[Stored data]
┏━━

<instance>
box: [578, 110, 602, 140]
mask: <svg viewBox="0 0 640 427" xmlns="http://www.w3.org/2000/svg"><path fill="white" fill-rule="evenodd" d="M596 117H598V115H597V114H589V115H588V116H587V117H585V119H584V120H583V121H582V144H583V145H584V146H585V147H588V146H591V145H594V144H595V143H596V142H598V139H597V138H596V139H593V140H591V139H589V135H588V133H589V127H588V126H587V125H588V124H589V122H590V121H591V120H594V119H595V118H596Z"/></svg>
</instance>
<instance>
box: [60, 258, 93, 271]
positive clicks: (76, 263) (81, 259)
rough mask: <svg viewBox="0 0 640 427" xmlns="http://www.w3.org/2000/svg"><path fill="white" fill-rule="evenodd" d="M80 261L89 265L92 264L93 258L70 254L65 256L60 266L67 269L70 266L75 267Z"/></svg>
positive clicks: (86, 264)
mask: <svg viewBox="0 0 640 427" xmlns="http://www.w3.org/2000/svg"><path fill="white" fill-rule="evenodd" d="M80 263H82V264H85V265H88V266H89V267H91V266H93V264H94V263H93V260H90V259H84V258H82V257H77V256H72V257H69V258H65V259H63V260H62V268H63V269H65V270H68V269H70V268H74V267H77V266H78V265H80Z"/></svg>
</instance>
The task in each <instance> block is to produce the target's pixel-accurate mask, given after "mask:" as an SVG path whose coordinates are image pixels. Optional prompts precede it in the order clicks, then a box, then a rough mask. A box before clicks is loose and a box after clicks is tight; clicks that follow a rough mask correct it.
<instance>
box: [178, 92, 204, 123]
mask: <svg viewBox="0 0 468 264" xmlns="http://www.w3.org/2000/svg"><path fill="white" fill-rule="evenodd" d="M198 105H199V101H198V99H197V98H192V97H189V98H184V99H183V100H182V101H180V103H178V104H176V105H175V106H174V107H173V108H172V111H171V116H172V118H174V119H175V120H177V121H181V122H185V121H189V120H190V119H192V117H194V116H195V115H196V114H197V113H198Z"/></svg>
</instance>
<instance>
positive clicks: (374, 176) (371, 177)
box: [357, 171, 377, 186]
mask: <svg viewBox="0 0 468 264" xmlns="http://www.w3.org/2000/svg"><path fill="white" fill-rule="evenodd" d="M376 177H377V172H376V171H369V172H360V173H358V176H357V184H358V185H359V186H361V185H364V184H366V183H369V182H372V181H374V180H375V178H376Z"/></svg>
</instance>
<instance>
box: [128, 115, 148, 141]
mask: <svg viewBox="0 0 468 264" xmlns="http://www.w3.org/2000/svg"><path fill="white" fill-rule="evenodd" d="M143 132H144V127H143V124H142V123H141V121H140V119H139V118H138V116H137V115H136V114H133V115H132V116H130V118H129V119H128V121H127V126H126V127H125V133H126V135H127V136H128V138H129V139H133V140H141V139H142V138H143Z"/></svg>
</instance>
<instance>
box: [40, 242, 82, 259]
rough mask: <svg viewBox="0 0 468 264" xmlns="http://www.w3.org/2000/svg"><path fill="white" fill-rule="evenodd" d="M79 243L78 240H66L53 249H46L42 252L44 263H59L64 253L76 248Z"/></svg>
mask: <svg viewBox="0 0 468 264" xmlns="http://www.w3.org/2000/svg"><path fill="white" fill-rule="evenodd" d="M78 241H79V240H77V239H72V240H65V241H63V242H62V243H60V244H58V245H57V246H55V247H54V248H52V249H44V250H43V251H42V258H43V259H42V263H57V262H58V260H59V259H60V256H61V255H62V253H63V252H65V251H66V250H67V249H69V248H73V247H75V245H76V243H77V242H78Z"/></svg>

┗━━

§ Problem requirements
What you write must match the records above exactly, line for line.

§ Exercise solution
<instance>
box: [578, 110, 602, 140]
mask: <svg viewBox="0 0 640 427" xmlns="http://www.w3.org/2000/svg"><path fill="white" fill-rule="evenodd" d="M596 117H598V115H597V114H589V115H588V116H587V117H585V119H584V120H583V121H582V144H583V145H584V146H585V147H588V146H591V145H594V144H595V143H596V142H598V139H597V138H596V139H593V140H591V139H589V135H588V133H589V127H588V126H587V125H588V124H589V122H590V121H591V120H594V119H595V118H596Z"/></svg>
</instance>
<instance>
box: [60, 258, 93, 271]
positive clicks: (76, 263) (81, 259)
rough mask: <svg viewBox="0 0 640 427" xmlns="http://www.w3.org/2000/svg"><path fill="white" fill-rule="evenodd" d="M80 261L89 265L92 264L93 258L70 254L65 256L60 266L67 269L70 266L75 267Z"/></svg>
positive clicks: (86, 264)
mask: <svg viewBox="0 0 640 427" xmlns="http://www.w3.org/2000/svg"><path fill="white" fill-rule="evenodd" d="M80 263H82V264H85V265H88V266H89V267H91V266H93V264H94V263H93V260H90V259H84V258H82V257H77V256H72V257H69V258H65V259H63V260H62V268H63V269H65V270H68V269H70V268H74V267H77V266H78V265H80Z"/></svg>
</instance>
The task in each <instance> block is to produce the target's pixel-accurate mask, given after "mask:" as an SVG path whose coordinates are image pixels. Optional prompts precede it in the order clicks, then a box, then a rough mask. A box before clicks is loose and a box after clicks is tight; clicks that follow a rough mask correct it.
<instance>
box: [178, 92, 204, 123]
mask: <svg viewBox="0 0 468 264" xmlns="http://www.w3.org/2000/svg"><path fill="white" fill-rule="evenodd" d="M198 105H199V101H198V99H197V98H192V97H189V98H184V99H183V100H182V101H180V103H178V104H176V105H175V106H174V107H173V108H172V111H171V116H172V118H174V119H175V120H177V121H181V122H185V121H189V120H190V119H192V117H194V116H195V115H196V114H197V113H198Z"/></svg>
</instance>
<instance>
positive clicks: (374, 176) (371, 177)
box: [357, 171, 377, 186]
mask: <svg viewBox="0 0 468 264" xmlns="http://www.w3.org/2000/svg"><path fill="white" fill-rule="evenodd" d="M376 177H377V172H376V171H369V172H360V173H358V176H357V184H358V185H359V186H361V185H364V184H366V183H369V182H372V181H374V180H375V178H376Z"/></svg>
</instance>
<instance>
box: [128, 115, 148, 141]
mask: <svg viewBox="0 0 468 264" xmlns="http://www.w3.org/2000/svg"><path fill="white" fill-rule="evenodd" d="M143 132H144V127H143V124H142V123H141V121H140V119H139V118H138V116H137V115H136V114H133V115H132V116H130V118H129V119H128V121H127V126H126V127H125V133H126V135H127V136H128V138H129V139H133V140H141V139H142V138H143Z"/></svg>
</instance>
<instance>
box: [40, 242, 82, 259]
rough mask: <svg viewBox="0 0 468 264" xmlns="http://www.w3.org/2000/svg"><path fill="white" fill-rule="evenodd" d="M79 243L78 240H66L53 249H46L42 252L44 263H59L64 253L76 248Z"/></svg>
mask: <svg viewBox="0 0 468 264" xmlns="http://www.w3.org/2000/svg"><path fill="white" fill-rule="evenodd" d="M78 241H79V240H77V239H72V240H65V241H63V242H62V243H60V244H58V245H57V246H55V247H54V248H52V249H44V250H43V251H42V258H43V259H42V263H57V262H58V260H59V259H60V256H61V255H62V253H63V252H65V251H66V250H67V249H69V248H73V247H75V245H76V243H77V242H78Z"/></svg>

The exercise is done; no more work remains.